◆ Task statement ◆
Answer these questions from the text on Thomas Trapham.
1. In what year did Trapham give the university's school of anatomy a skeleton he had prepared?
2. Whose regiment did he serve as surgeon when the Civil War broke out?
3. On average, how many patients was he responsible for at the military hospital at the Savoy?

◆ Source extract ◆
═══

Thomas Trapham was born in Maidstone. He probably came to Abingdon in about 1630 after marrying a member of the locally prominent Tesdale family, leaders of the Puritan faction in Abingdon. He was licensed by the University of Oxford to practise surgery in March 1633, and two months later was received into the Company of Barber-Surgeons in London. It was no doubt by way of self-advertisement that in 1634 he presented the school of anatomy at the university with a skeleton he had prepared himself.
When the Civil War broke out in 1642 he became surgeon to John Hampden’s regiment which recruited in Abingdon, and later transferred to that of Major-General Skippon. Surgery at the time was not seen as a highly skilled profession, but military surgery seems to have carried more prestige. Trapham fought in the disastrous Lostwithiel campaign in 1644, and, in the following year, at the victorious battle of Naseby. In 1649, it was he who prepared the executed Charles I for burial, making a comment that made him infamous in many quarters: ‘he had sewn on the goose’s head’. Later in the same year, the newly-purged university awarded honorary degrees to a number of distinguished soldiers; Trapham became a Bachelor of Physick. A doctorate would follow in 1658.
Trapham was Cromwell’s personal surgeon on his Irish and Scottish campaigns in 1649 and 1651, and at the decisive battle of Worcester in the latter year. When the fighting was over, he was appointed surgeon of the military hospital at the Savoy in London, responsible for an average of 350 patients. During 1658, with an English army fighting in Flanders, he set up reception facilities for the sick and wounded at the ports, and, no doubt as a private venture, sent over £200-worth of medical supplies.

═══

◆ Data below ◆
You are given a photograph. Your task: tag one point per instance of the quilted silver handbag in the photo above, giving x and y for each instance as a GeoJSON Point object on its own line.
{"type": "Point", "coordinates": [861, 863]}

═══

◆ Output for this exercise ◆
1. 1634
2. John Hampden's regiment
3. 350